» Task goal: Collect every line of the data below that contains the word "white", matching case exactly.

** begin **

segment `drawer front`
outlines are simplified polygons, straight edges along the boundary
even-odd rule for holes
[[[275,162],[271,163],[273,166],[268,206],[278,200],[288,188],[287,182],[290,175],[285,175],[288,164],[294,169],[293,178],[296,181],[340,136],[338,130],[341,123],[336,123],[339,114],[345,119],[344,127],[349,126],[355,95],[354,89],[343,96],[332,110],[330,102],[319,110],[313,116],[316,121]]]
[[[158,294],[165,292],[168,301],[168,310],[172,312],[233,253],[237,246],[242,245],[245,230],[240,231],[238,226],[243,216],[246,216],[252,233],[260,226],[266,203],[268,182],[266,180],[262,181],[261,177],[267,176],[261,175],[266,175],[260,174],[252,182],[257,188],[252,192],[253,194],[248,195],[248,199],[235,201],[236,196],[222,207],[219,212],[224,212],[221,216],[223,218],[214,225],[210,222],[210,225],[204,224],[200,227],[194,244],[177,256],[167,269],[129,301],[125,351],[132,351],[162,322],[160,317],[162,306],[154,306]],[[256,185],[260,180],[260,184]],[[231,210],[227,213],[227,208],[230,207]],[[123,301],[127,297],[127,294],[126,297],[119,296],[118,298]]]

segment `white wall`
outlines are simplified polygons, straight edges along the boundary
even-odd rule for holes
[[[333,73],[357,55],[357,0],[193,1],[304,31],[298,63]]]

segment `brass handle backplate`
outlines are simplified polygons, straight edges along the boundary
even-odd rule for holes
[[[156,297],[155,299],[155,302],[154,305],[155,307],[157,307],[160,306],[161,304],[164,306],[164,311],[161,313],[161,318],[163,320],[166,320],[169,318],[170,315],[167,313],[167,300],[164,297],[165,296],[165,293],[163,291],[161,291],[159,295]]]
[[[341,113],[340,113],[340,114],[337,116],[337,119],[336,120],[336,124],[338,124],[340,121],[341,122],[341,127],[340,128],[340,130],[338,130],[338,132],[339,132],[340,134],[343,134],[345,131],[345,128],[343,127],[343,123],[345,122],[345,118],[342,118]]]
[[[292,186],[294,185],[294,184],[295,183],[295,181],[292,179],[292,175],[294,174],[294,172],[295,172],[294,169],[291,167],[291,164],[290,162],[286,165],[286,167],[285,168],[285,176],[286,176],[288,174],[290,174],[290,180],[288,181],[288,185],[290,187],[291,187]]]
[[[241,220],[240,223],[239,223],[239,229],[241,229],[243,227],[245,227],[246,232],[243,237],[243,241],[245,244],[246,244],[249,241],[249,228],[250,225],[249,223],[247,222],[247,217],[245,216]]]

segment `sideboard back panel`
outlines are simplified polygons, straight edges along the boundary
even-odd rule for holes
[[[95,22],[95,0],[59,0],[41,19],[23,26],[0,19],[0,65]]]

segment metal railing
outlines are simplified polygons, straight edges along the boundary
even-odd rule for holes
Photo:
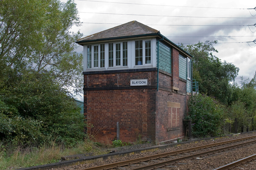
[[[192,79],[192,91],[195,93],[198,93],[198,82],[196,81],[196,79]]]

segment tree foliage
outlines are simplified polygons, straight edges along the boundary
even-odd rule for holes
[[[8,0],[0,7],[2,69],[47,70],[64,87],[81,92],[83,57],[74,43],[82,35],[69,31],[80,24],[73,2]]]
[[[14,143],[84,136],[80,108],[82,54],[71,32],[80,25],[73,1],[0,1],[0,140]]]
[[[215,97],[226,104],[230,102],[232,94],[229,83],[237,76],[239,69],[213,55],[218,52],[213,46],[217,43],[207,41],[181,46],[193,56],[193,78],[198,81],[200,92]]]
[[[192,134],[196,138],[219,136],[222,134],[223,110],[214,98],[199,94],[190,97],[187,119],[191,120]]]

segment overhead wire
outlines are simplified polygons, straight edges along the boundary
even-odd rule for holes
[[[204,16],[181,16],[175,15],[147,15],[144,14],[116,14],[114,13],[106,13],[104,12],[78,12],[80,13],[87,13],[90,14],[109,14],[112,15],[122,15],[134,16],[161,16],[167,17],[177,17],[182,18],[218,18],[218,19],[255,19],[254,18],[248,17],[204,17]]]
[[[100,22],[82,22],[83,24],[114,24],[116,25],[120,25],[122,24],[117,23],[103,23]],[[159,25],[159,26],[254,26],[254,25],[172,25],[172,24],[145,24],[148,25]]]
[[[213,8],[213,9],[252,9],[254,8],[220,8],[220,7],[200,7],[200,6],[178,6],[178,5],[162,5],[159,4],[140,4],[138,3],[130,3],[128,2],[107,2],[106,1],[92,1],[91,0],[77,0],[77,1],[87,1],[91,2],[104,2],[106,3],[112,3],[116,4],[130,4],[130,5],[146,5],[150,6],[169,6],[172,7],[182,7],[185,8]]]
[[[215,8],[215,7],[192,7],[192,6],[175,6],[175,5],[153,5],[153,4],[139,4],[136,3],[129,3],[126,2],[106,2],[105,1],[92,1],[91,0],[77,0],[78,1],[88,1],[96,2],[105,2],[108,3],[115,3],[117,4],[133,4],[133,5],[153,5],[153,6],[172,6],[176,7],[190,7],[190,8],[219,8],[219,9],[248,9],[249,10],[250,13],[252,16],[255,16],[256,15],[252,15],[251,12],[250,11],[250,9],[254,9],[256,10],[256,7],[253,8]],[[108,14],[108,15],[135,15],[135,16],[160,16],[160,17],[183,17],[183,18],[217,18],[217,19],[255,19],[255,18],[249,18],[249,17],[202,17],[202,16],[174,16],[174,15],[143,15],[143,14],[116,14],[114,13],[102,13],[102,12],[79,12],[79,13],[92,13],[92,14]],[[87,23],[87,24],[114,24],[114,25],[121,25],[122,24],[118,24],[114,23],[96,23],[96,22],[82,22],[83,23]],[[161,24],[146,24],[147,25],[160,25],[160,26],[248,26],[249,28],[249,29],[252,32],[254,32],[255,31],[253,32],[249,26],[254,26],[256,27],[256,23],[253,25],[161,25]],[[246,36],[172,36],[172,37],[246,37]],[[253,41],[247,42],[218,42],[218,43],[247,43],[250,46],[249,43],[254,42],[255,43],[255,40]],[[188,44],[193,44],[193,43],[188,43]],[[255,45],[256,46],[256,45]],[[252,47],[253,48],[253,47]]]

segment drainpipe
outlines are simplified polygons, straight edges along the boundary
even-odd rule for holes
[[[191,82],[191,94],[192,94],[192,96],[193,96],[193,63],[192,62],[192,58],[190,59],[190,61],[191,62],[190,64],[190,68],[191,68],[191,80],[192,80],[192,81]]]
[[[159,84],[159,40],[163,40],[164,37],[162,39],[157,40],[157,91],[158,91],[158,86]]]

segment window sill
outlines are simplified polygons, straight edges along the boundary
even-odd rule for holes
[[[180,128],[179,127],[167,127],[166,129],[167,131],[175,131],[176,130],[180,130]]]

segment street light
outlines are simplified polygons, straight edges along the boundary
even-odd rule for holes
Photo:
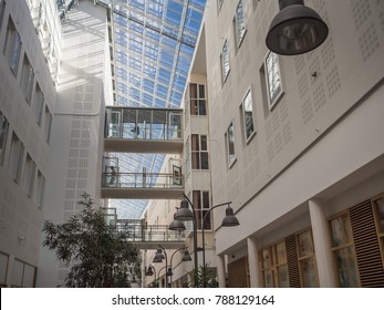
[[[203,287],[206,287],[206,240],[205,240],[205,229],[204,229],[204,223],[208,216],[208,214],[210,214],[210,211],[212,209],[216,209],[218,207],[222,207],[222,206],[227,206],[226,209],[226,216],[224,217],[222,221],[221,221],[221,226],[222,227],[232,227],[232,226],[239,226],[239,220],[237,219],[237,217],[233,214],[233,209],[230,207],[230,204],[232,202],[228,202],[228,203],[224,203],[224,204],[219,204],[216,205],[214,207],[211,207],[203,217],[203,223],[201,223],[201,235],[203,235]]]
[[[163,262],[163,259],[165,259],[165,268],[166,271],[168,270],[168,257],[167,257],[167,251],[165,250],[165,248],[163,248],[160,245],[158,245],[159,249],[156,250],[156,255],[154,257],[153,262]],[[159,275],[158,275],[159,277]],[[168,287],[168,277],[167,277],[167,272],[165,275],[165,287]]]
[[[197,261],[197,223],[195,218],[195,207],[189,198],[183,194],[184,199],[180,203],[180,208],[175,213],[174,220],[191,220],[194,225],[194,264],[195,264],[195,283],[197,282],[198,261]],[[189,209],[189,205],[191,210]]]
[[[310,52],[323,43],[329,30],[326,23],[303,0],[279,0],[280,12],[272,19],[266,44],[281,55]]]
[[[186,230],[184,223],[181,220],[176,219],[175,217],[176,217],[176,214],[174,214],[174,220],[169,224],[168,229],[169,230],[177,230],[177,231]]]
[[[181,261],[190,261],[191,257],[189,255],[189,251],[186,248],[179,248],[177,250],[175,250],[172,256],[170,256],[170,262],[169,262],[169,268],[167,269],[167,275],[169,276],[169,285],[172,286],[172,276],[174,276],[174,273],[172,272],[173,268],[172,268],[172,260],[174,259],[175,254],[179,252],[179,251],[184,251]]]
[[[156,279],[157,279],[156,269],[153,265],[149,264],[148,268],[146,268],[145,276],[151,277],[153,275],[155,275],[154,281],[156,282]]]

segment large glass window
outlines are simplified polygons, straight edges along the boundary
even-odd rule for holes
[[[279,56],[270,52],[264,62],[268,107],[272,110],[282,95],[281,74],[279,65]]]
[[[205,85],[189,84],[190,115],[207,115]]]
[[[24,156],[24,145],[19,137],[12,133],[11,155],[9,159],[9,173],[15,182],[20,180],[22,159]]]
[[[255,133],[255,126],[253,126],[253,106],[252,106],[252,94],[249,90],[245,96],[245,99],[241,102],[241,116],[242,116],[242,125],[243,125],[243,133],[246,141],[248,142],[253,133]]]
[[[359,287],[359,272],[347,214],[331,219],[330,228],[339,286],[342,288]]]
[[[27,154],[25,158],[25,168],[23,177],[23,189],[28,196],[32,196],[33,193],[33,183],[34,183],[34,173],[37,165],[30,154]]]
[[[245,20],[243,1],[242,0],[239,1],[239,4],[236,8],[236,14],[235,14],[233,23],[235,23],[236,43],[238,46],[240,46],[242,39],[246,35],[246,20]]]
[[[14,75],[18,73],[19,58],[21,51],[21,39],[11,19],[8,22],[6,44],[3,53]]]
[[[228,166],[230,167],[236,162],[233,123],[230,123],[230,125],[227,130],[226,146],[227,146]]]
[[[196,213],[197,229],[203,229],[203,219],[209,210],[209,192],[208,190],[194,190],[193,204]],[[204,220],[204,229],[211,229],[210,214]]]
[[[312,231],[305,230],[301,234],[298,234],[297,242],[301,286],[303,288],[316,288],[319,287],[319,280],[318,269],[315,266]]]
[[[31,66],[27,54],[24,54],[20,86],[29,104],[31,103],[31,100],[32,100],[33,79],[34,79],[33,68]]]
[[[43,106],[44,106],[44,95],[43,92],[40,89],[40,85],[37,84],[35,91],[34,91],[34,117],[37,120],[38,125],[41,124],[41,115],[43,112]]]
[[[222,82],[225,82],[228,78],[230,68],[229,68],[229,51],[228,51],[228,41],[224,42],[221,50],[221,76]]]
[[[289,275],[286,242],[281,241],[259,251],[259,265],[264,288],[288,288]]]
[[[191,168],[209,169],[208,141],[206,135],[191,135]]]
[[[4,154],[8,140],[9,123],[4,115],[0,112],[0,165],[4,162]]]

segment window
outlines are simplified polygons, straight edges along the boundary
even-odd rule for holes
[[[249,142],[255,133],[251,90],[247,92],[245,99],[242,100],[240,110],[241,110],[245,137],[246,137],[246,141]]]
[[[194,190],[193,192],[193,204],[195,207],[196,219],[197,219],[197,229],[203,229],[203,219],[204,229],[211,229],[210,227],[210,214],[209,214],[209,192],[208,190]],[[207,215],[208,213],[208,215]]]
[[[235,25],[235,38],[237,46],[240,46],[243,37],[246,35],[246,20],[245,20],[245,12],[243,12],[243,1],[240,0],[239,4],[236,8],[236,14],[233,19],[233,25]]]
[[[227,130],[226,145],[227,145],[227,155],[228,155],[228,166],[231,167],[233,165],[233,163],[236,162],[233,123],[230,123],[230,125]]]
[[[224,0],[217,0],[217,8],[218,8],[218,11],[220,11],[221,7],[222,7],[222,2]]]
[[[221,50],[221,78],[222,82],[226,82],[230,68],[229,68],[229,51],[228,51],[228,42],[224,42]]]
[[[259,251],[261,279],[264,288],[288,288],[289,275],[286,242]]]
[[[23,178],[23,189],[29,197],[31,197],[33,193],[35,168],[37,168],[37,165],[33,162],[32,157],[30,156],[30,154],[27,154],[24,178]]]
[[[207,115],[205,85],[189,84],[190,115]]]
[[[0,112],[0,165],[4,162],[6,146],[8,140],[9,123]]]
[[[339,286],[342,288],[359,287],[359,272],[347,214],[331,219],[330,229]]]
[[[29,104],[31,103],[31,100],[32,100],[33,79],[34,79],[33,68],[31,66],[27,54],[24,54],[20,86]]]
[[[52,126],[52,114],[49,110],[49,107],[45,105],[45,113],[44,113],[44,136],[46,143],[50,143],[51,138],[51,126]]]
[[[12,287],[32,288],[37,268],[19,259],[14,259],[11,275]]]
[[[44,195],[44,186],[45,186],[45,177],[43,174],[38,170],[38,179],[37,179],[37,190],[34,194],[34,203],[39,206],[42,207],[43,204],[43,195]]]
[[[267,79],[268,107],[272,110],[282,95],[279,56],[270,52],[264,62]]]
[[[21,39],[11,19],[8,22],[6,44],[3,53],[14,75],[18,73]]]
[[[41,124],[41,115],[43,112],[43,105],[44,105],[44,94],[42,93],[39,84],[37,84],[35,91],[34,91],[34,117],[37,120],[38,125]]]
[[[380,242],[382,245],[382,260],[384,265],[384,196],[380,197],[378,199],[375,199],[373,202],[374,210],[375,210],[375,217],[376,217],[376,227],[377,227],[377,235]]]
[[[297,242],[301,287],[316,288],[319,287],[319,280],[312,241],[312,231],[309,229],[298,234]]]
[[[9,173],[15,182],[20,180],[22,159],[24,156],[24,145],[19,137],[12,133],[11,155],[9,158]]]
[[[191,168],[209,169],[208,140],[206,135],[191,135]]]

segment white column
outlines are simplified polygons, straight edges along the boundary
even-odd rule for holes
[[[7,265],[7,278],[6,278],[7,280],[6,280],[6,283],[7,283],[8,288],[10,288],[12,286],[13,261],[14,261],[14,255],[11,254],[8,257],[8,265]]]
[[[259,258],[258,258],[258,247],[257,241],[247,238],[248,246],[248,265],[249,265],[249,280],[251,288],[260,287],[260,270],[259,270]]]
[[[217,261],[217,278],[219,282],[219,288],[225,288],[226,283],[226,261],[224,256],[216,256]]]
[[[331,241],[329,227],[324,214],[324,206],[320,200],[309,200],[313,244],[316,254],[319,285],[321,288],[334,288],[335,275],[332,265]]]

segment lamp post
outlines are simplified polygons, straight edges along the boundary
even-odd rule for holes
[[[205,240],[205,227],[204,227],[204,223],[208,216],[208,214],[210,214],[210,211],[212,209],[216,209],[218,207],[222,207],[222,206],[228,206],[227,209],[226,209],[226,216],[225,218],[222,219],[222,223],[221,223],[221,226],[222,227],[232,227],[232,226],[239,226],[239,220],[237,219],[237,217],[235,216],[233,214],[233,209],[230,207],[230,204],[232,202],[228,202],[228,203],[224,203],[224,204],[219,204],[219,205],[216,205],[214,207],[211,207],[203,217],[203,223],[201,223],[201,235],[203,235],[203,287],[205,288],[206,287],[206,281],[205,281],[205,278],[206,278],[206,240]]]
[[[279,0],[280,12],[272,19],[266,44],[281,55],[310,52],[323,43],[329,30],[326,23],[303,0]]]
[[[157,279],[156,269],[155,269],[155,267],[153,265],[149,264],[148,268],[145,271],[145,276],[148,277],[148,276],[153,276],[153,275],[155,275],[155,280],[154,281],[156,281],[156,279]]]
[[[176,211],[174,219],[176,220],[191,220],[194,225],[194,264],[195,264],[195,283],[197,282],[198,261],[197,261],[197,223],[195,217],[195,207],[189,198],[183,194],[184,199],[180,203],[180,208]],[[189,209],[189,205],[191,210]]]
[[[158,245],[159,249],[156,250],[156,255],[154,257],[153,262],[163,262],[163,259],[165,258],[165,268],[168,270],[168,257],[167,257],[167,251],[165,248],[163,248],[160,245]],[[159,277],[159,275],[158,275]],[[168,277],[167,272],[165,275],[165,287],[168,287]]]
[[[175,250],[172,256],[170,256],[170,262],[169,262],[169,268],[167,269],[167,275],[169,276],[169,285],[172,286],[172,276],[174,276],[174,273],[172,272],[173,268],[172,268],[172,260],[174,259],[175,254],[179,252],[179,251],[184,251],[181,261],[190,261],[191,257],[189,255],[189,251],[186,248],[179,248],[177,250]]]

** end **

» Response to this task:
segment `white wall`
segment white column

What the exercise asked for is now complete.